* TEXT BLOCK
* start *
In this post, PDRA Johanne Bruun draws from her field notes to reflect on her brief visit to the settlement of Barentsburg.
When planning for my Svalbard fieldwork over the past couple of years, I never anticipated that it would be coloured by war. Then came the brutal Russian invasion of Ukraine. A key site in my research is what is now known as Barentsburg. During the 1920s, which is the key period I’m researching, the site was Dutch-owned. Since 1932, however, Barentsburg has been a Russian coal-mining town of 450 inhabitants, most of whom are Russian and Ukrainian citizens. Following the Spitsbergen Treaty of 1920, Russia maintains control of the site via its consulate, though Norway holds formal sovereignty and Norwegian law rules. This is not Russian state territory in any legal sense. But at least to some, it feels uncomfortably close.
I debate the ethics of going, seeking advice from anyone I can think of. The official advice from Reiselivsrådet is that it’s ok to go, but people shouldn’t spend money there. This solution seems clumsy, reflecting the murky nature of the issue. Reading local Norwegian newspapers, it is clear that not everyone shares this opinion. In the end, I opt for a daytrip instead of the overnight stay at the Russian state-owned hotel that I had envisaged years ago.
On a chilly Friday morning, I board the small ship Polar Girl. The name strikes me as a suitably feminine counterpart to that of the Oxford University vessel, the Polar Bjørn (polar bear). I strike up a conversation with our guide, Masha. She is Russian, originally from southern Siberia. Masha tells me how tourism to Barentsburg and Pyramiden (another Russian site) has dropped significantly, and public events in these places have been largely cancelled or moved to Longyearbyen, Svalbard’s main town. At least one tour company no longer docks at the Russian sites. Others instruct their guests to use facilities, like restrooms, but not to spend any money. “They use the infrastructure, but they don’t support the people who maintain it”, Masha says, noting her disagreement with this practice. “Everyone here has friends in Barentsburg”, she claims, not unlike how so many Russians have family in the Ukraine. Masha herself has an uncle in Kyiv.
* end *
* WHAT TO PRODUCE
Transcribe the passage of the Barentsburg post that opens with the words containing "I debate the" and closes with "envisaged years ago.". The listing has no connection to the Barentsburg post.

* DATA SECTION
* start *
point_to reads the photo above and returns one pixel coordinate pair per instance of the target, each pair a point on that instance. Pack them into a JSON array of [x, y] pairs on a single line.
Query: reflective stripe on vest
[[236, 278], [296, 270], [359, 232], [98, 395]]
* end *
* EXERCISE OUTPUT
I debate the ethics of going, seeking advice from anyone I can think of. The official advice from Reiselivsrådet is that it’s ok to go, but people shouldn’t spend money there. This solution seems clumsy, reflecting the murky nature of the issue. Reading local Norwegian newspapers, it is clear that not everyone shares this opinion. In the end, I opt for a daytrip instead of the overnight stay at the Russian state-owned hotel that I had envisaged years ago.